**Assigned task**:
Rewrite the material below as a numbered list with one line per item, skipping blank lines. Leave the pictures out of your answer.
============
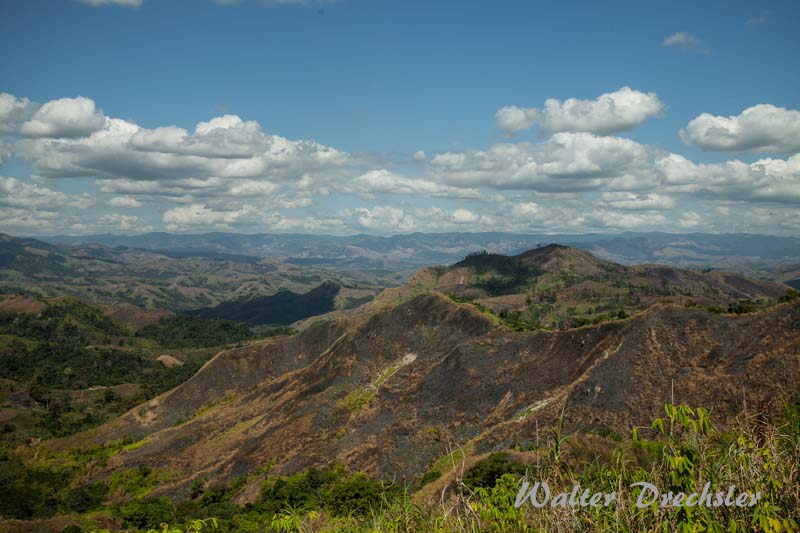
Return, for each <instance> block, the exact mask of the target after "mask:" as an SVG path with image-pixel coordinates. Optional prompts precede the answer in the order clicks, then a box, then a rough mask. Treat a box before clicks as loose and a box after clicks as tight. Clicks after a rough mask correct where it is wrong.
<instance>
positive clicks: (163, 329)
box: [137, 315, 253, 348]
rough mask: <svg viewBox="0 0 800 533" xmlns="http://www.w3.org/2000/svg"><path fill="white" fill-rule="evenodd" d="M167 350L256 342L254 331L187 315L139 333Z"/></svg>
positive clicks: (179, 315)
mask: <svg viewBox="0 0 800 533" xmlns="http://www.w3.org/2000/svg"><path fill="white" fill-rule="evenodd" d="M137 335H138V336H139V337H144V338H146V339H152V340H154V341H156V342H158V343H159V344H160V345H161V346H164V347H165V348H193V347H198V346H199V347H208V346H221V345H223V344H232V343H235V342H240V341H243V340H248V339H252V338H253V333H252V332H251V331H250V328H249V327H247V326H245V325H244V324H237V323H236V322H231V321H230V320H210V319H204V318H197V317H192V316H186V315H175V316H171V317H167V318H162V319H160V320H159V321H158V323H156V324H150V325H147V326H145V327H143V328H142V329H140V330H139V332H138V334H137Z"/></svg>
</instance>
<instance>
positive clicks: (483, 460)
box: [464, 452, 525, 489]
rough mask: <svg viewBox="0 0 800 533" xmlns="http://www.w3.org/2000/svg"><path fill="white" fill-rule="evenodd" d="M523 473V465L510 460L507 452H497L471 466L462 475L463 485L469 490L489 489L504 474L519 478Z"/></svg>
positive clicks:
============
**Answer section**:
1. Return, for each <instance> block, the exact mask of the target after "mask:" as an SVG path with image-pixel coordinates. Optional prompts precede the answer in the order clicks, then a box, then a rough mask. Treat a box before clicks as loose and a box after clicks as tight. Clicks after a rough mask correct where it is wrong.
2. <instance>
3. positive clicks: (163, 329)
4. box: [137, 315, 253, 348]
5. rough mask: <svg viewBox="0 0 800 533" xmlns="http://www.w3.org/2000/svg"><path fill="white" fill-rule="evenodd" d="M167 350L256 342L254 331L187 315L139 333Z"/></svg>
6. positive clicks: (179, 315)
7. mask: <svg viewBox="0 0 800 533" xmlns="http://www.w3.org/2000/svg"><path fill="white" fill-rule="evenodd" d="M137 335H138V336H139V337H144V338H146V339H152V340H154V341H156V342H158V343H159V344H160V345H161V346H164V347H165V348H193V347H198V346H199V347H208V346H221V345H223V344H232V343H235V342H240V341H243V340H248V339H252V338H253V333H252V332H251V331H250V328H249V327H247V326H245V325H244V324H237V323H236V322H231V321H230V320H210V319H204V318H197V317H192V316H186V315H175V316H171V317H167V318H162V319H160V320H159V321H158V323H156V324H150V325H147V326H145V327H143V328H142V329H140V330H139V332H138V334H137Z"/></svg>
8. </instance>
9. <instance>
10. positive clicks: (483, 460)
11. box: [464, 452, 525, 489]
12. rough mask: <svg viewBox="0 0 800 533" xmlns="http://www.w3.org/2000/svg"><path fill="white" fill-rule="evenodd" d="M523 473V465L510 460L507 452H497L471 466L462 475L463 485L469 490L489 489L504 474L519 478Z"/></svg>
13. positive clicks:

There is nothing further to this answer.